■ INPUT MATERIAL
──────────────────────────────
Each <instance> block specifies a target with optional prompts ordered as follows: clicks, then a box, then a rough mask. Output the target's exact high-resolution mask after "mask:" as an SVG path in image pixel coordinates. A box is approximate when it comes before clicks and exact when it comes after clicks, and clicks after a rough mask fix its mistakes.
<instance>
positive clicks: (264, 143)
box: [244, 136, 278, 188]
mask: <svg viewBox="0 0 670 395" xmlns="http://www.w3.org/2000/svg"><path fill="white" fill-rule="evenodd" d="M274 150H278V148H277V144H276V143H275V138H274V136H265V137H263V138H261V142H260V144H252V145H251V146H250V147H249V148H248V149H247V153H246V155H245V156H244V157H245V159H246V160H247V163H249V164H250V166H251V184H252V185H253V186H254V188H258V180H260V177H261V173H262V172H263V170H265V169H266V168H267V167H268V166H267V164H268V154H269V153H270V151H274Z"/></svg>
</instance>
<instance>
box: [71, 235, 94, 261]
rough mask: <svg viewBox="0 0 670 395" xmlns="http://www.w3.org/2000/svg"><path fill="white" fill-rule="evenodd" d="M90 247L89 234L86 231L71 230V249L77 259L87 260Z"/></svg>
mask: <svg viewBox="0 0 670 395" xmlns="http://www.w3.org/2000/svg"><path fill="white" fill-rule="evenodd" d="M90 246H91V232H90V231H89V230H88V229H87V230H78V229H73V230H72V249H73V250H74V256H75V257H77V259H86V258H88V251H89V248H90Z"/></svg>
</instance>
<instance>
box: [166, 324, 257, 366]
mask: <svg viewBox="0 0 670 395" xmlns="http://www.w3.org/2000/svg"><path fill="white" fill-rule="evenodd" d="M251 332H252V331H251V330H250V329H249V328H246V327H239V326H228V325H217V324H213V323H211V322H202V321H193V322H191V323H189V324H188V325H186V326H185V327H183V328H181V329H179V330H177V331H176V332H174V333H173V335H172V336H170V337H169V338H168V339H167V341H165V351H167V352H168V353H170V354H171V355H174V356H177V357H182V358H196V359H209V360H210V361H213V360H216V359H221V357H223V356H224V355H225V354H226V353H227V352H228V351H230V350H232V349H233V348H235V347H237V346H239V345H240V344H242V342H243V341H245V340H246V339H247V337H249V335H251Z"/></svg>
──────────────────────────────
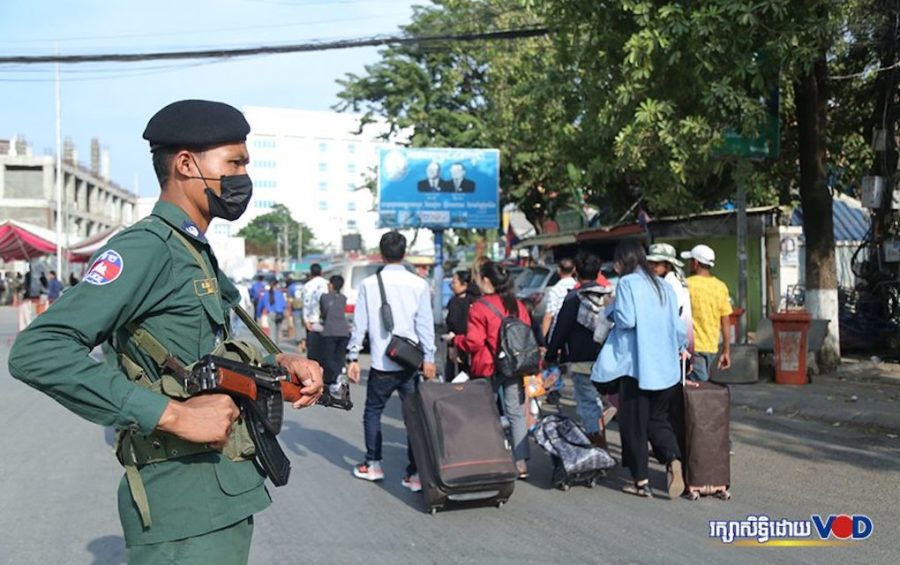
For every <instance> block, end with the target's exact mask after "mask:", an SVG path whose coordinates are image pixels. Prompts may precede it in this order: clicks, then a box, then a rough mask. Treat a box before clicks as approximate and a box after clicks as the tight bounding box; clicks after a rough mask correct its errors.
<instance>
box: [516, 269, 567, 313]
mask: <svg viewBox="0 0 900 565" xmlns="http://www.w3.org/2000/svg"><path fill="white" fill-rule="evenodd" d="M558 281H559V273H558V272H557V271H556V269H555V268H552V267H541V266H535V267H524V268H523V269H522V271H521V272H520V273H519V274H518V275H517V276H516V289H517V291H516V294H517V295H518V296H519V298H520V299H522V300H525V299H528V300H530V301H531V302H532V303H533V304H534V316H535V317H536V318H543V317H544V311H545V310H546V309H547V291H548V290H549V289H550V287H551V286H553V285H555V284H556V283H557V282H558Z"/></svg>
──────────────────────────────
From the material above, pull out verbatim the stretch that opens with the line containing "Each <instance> block" and closes with the line containing "box: [244, 136, 278, 188]". Include both of those lines and nothing else.

Each <instance> block specifies a target with optional prompts ordered as follows: clicks, then a box, then a rough mask. Output the target's exact high-resolution mask after "mask:" as an SVG path in image pixel coordinates. A box is approximate when it comes before clicks and exact when it comes after clicks, and clicks after a rough mask fix its mistakes.
<instance>
positive clicks: (264, 143)
box: [244, 136, 278, 188]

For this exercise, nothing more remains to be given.